### Your assignment
Please give an exact transcription of the lines below, from the one that contains "Can you spot the overcast" to the very last, with no other lines.

### Records from a dataset

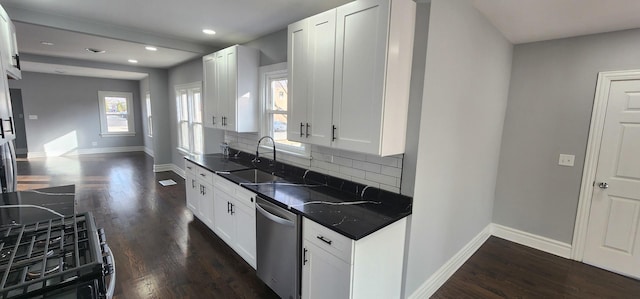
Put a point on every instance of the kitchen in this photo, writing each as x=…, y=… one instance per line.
x=483, y=143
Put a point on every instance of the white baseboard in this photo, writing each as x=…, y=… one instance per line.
x=169, y=167
x=86, y=151
x=438, y=278
x=530, y=240
x=149, y=152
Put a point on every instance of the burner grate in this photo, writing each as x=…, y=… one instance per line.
x=39, y=257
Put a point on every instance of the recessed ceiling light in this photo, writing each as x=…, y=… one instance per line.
x=94, y=50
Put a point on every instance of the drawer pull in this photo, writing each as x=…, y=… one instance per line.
x=323, y=239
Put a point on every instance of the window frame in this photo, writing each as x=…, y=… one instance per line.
x=104, y=128
x=147, y=100
x=266, y=74
x=190, y=89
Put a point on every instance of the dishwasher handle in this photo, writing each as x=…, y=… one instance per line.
x=273, y=217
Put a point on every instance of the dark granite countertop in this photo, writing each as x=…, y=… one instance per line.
x=351, y=209
x=59, y=199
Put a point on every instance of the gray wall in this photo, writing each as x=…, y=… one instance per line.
x=550, y=102
x=468, y=64
x=273, y=47
x=67, y=104
x=148, y=141
x=415, y=99
x=157, y=86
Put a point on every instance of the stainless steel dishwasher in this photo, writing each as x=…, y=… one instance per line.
x=278, y=245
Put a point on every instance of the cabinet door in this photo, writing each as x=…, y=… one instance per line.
x=297, y=42
x=245, y=219
x=211, y=113
x=224, y=225
x=361, y=38
x=321, y=48
x=324, y=275
x=193, y=193
x=206, y=208
x=222, y=86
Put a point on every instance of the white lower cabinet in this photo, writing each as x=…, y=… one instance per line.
x=334, y=266
x=199, y=193
x=235, y=218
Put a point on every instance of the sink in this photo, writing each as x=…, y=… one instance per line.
x=255, y=176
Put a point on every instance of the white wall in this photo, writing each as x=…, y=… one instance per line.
x=549, y=111
x=465, y=94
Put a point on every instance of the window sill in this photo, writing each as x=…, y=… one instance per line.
x=129, y=134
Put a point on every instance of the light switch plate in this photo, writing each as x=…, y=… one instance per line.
x=566, y=160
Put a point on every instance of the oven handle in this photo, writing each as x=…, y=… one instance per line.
x=273, y=217
x=112, y=280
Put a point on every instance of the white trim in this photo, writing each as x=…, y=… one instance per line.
x=591, y=158
x=149, y=152
x=169, y=167
x=433, y=283
x=87, y=151
x=545, y=244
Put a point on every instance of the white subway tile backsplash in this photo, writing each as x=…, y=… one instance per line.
x=380, y=172
x=391, y=171
x=325, y=165
x=352, y=155
x=382, y=179
x=387, y=161
x=342, y=161
x=389, y=188
x=366, y=166
x=352, y=172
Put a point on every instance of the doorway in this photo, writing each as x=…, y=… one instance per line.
x=607, y=233
x=18, y=120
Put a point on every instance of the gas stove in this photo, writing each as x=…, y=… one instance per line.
x=56, y=258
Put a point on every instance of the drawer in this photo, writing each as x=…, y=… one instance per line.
x=245, y=197
x=225, y=185
x=190, y=167
x=328, y=240
x=204, y=175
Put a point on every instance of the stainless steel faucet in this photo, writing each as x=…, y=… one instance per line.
x=273, y=142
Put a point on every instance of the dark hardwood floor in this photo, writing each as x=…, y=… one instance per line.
x=161, y=252
x=503, y=269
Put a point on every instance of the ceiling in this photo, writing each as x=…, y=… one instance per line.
x=124, y=27
x=523, y=21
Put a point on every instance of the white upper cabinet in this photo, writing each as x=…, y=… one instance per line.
x=311, y=48
x=9, y=48
x=231, y=89
x=353, y=63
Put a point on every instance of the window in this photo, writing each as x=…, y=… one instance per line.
x=149, y=121
x=116, y=113
x=190, y=126
x=273, y=80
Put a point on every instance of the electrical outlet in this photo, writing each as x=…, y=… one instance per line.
x=566, y=160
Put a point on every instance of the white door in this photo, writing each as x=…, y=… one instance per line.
x=322, y=33
x=613, y=233
x=297, y=81
x=361, y=39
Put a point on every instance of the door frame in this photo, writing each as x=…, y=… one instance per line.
x=596, y=128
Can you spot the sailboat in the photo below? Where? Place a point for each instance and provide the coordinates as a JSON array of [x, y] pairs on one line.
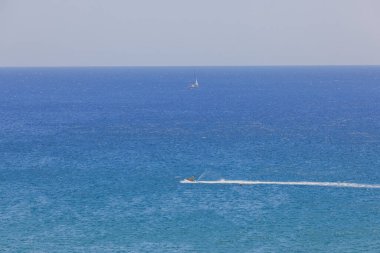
[[194, 85]]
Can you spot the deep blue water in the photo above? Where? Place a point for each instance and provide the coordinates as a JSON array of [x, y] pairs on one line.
[[91, 159]]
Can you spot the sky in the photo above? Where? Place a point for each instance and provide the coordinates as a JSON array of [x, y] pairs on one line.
[[189, 33]]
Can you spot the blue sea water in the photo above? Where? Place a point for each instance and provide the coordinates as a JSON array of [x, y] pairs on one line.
[[91, 159]]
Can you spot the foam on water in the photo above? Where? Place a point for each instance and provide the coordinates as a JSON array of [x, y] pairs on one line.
[[303, 183]]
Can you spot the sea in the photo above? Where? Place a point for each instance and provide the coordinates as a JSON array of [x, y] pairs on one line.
[[91, 159]]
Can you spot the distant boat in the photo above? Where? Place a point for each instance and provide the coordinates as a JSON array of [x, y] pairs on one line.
[[194, 85]]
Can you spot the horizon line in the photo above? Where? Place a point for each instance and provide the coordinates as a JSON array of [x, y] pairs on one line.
[[189, 66]]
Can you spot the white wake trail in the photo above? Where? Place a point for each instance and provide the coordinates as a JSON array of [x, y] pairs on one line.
[[303, 183]]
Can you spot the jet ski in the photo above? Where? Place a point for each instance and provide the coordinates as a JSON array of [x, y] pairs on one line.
[[189, 180]]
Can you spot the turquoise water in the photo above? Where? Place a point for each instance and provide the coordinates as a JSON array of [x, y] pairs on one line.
[[91, 159]]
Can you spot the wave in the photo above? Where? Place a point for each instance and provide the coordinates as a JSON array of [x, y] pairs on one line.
[[301, 183]]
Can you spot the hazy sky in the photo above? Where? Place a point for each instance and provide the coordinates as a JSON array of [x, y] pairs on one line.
[[193, 32]]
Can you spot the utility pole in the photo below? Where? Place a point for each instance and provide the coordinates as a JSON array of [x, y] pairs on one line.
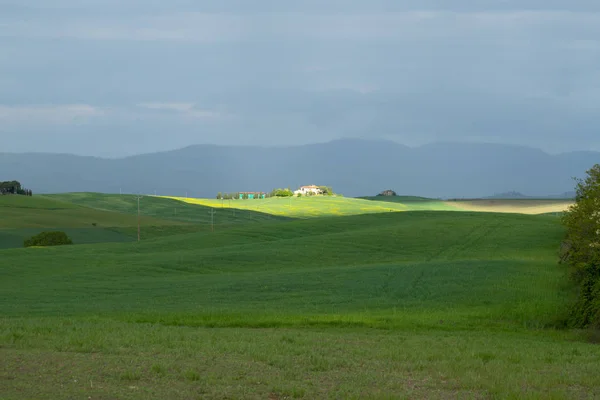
[[138, 198], [212, 219]]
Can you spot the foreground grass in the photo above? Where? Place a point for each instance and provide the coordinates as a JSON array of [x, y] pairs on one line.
[[97, 359], [521, 206], [23, 217], [167, 209], [388, 305], [317, 206]]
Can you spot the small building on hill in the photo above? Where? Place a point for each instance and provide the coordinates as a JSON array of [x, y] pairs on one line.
[[308, 190], [252, 195]]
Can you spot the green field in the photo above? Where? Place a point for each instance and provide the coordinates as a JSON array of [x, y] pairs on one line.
[[318, 206], [323, 206], [416, 304], [96, 218]]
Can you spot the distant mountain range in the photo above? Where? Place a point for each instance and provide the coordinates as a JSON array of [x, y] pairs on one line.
[[352, 167], [517, 195]]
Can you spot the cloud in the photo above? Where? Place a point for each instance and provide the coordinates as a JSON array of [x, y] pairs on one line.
[[186, 109], [273, 72], [54, 114]]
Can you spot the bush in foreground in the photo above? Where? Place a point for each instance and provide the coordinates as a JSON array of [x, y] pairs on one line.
[[583, 244], [56, 238]]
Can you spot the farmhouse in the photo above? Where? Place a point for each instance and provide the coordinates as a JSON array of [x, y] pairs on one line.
[[311, 189], [252, 195]]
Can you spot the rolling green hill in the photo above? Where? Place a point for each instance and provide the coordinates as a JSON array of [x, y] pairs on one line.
[[166, 209], [98, 218], [23, 217], [313, 308], [423, 304], [316, 207], [335, 268]]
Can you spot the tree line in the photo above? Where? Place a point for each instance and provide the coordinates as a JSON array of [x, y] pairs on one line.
[[287, 192], [14, 187], [581, 251]]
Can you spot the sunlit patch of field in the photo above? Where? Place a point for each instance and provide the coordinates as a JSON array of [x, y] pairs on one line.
[[513, 206], [303, 207]]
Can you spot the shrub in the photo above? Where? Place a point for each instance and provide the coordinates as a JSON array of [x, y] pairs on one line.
[[582, 250], [55, 238]]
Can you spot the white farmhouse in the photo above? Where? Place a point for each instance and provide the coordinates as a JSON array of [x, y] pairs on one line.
[[306, 190]]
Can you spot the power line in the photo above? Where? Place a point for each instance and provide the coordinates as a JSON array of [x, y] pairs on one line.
[[212, 219], [138, 198]]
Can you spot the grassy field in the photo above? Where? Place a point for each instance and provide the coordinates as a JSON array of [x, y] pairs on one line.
[[98, 218], [526, 206], [318, 206], [386, 305], [23, 217]]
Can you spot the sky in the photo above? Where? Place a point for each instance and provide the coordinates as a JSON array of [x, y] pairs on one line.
[[118, 77]]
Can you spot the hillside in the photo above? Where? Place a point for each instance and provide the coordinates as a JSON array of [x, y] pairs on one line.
[[343, 304], [315, 207], [323, 206], [98, 218], [351, 167], [361, 263], [23, 217]]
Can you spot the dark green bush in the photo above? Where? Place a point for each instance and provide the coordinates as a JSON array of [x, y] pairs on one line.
[[581, 250], [55, 238]]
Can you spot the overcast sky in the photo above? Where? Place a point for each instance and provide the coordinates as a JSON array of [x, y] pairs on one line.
[[118, 77]]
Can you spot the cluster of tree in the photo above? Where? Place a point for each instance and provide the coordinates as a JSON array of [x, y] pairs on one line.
[[55, 238], [326, 190], [581, 250], [282, 193], [244, 196], [14, 187]]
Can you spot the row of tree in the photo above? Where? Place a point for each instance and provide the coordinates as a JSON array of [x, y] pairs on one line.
[[287, 192], [581, 250], [14, 187], [244, 196]]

### Reply to the exercise
Can you spot the overcast sky in the photo above? Where? Place a point for each instance and provide the coordinates as a JSON array of [x, y] pairs on one line.
[[118, 77]]
Can you spot the cluster of tree in the photo above? Where? Place a point for each instance and provide the coordinates as a JSON array of [x, y] pairs on one line.
[[55, 238], [326, 190], [581, 250], [282, 193], [244, 196], [14, 187]]
Can you spot the row of tree in the photo above? Where? Place a point for each instance and provide the coordinates as a JSON array of [x, y] pairs on one line.
[[287, 192], [581, 250], [14, 187], [244, 196]]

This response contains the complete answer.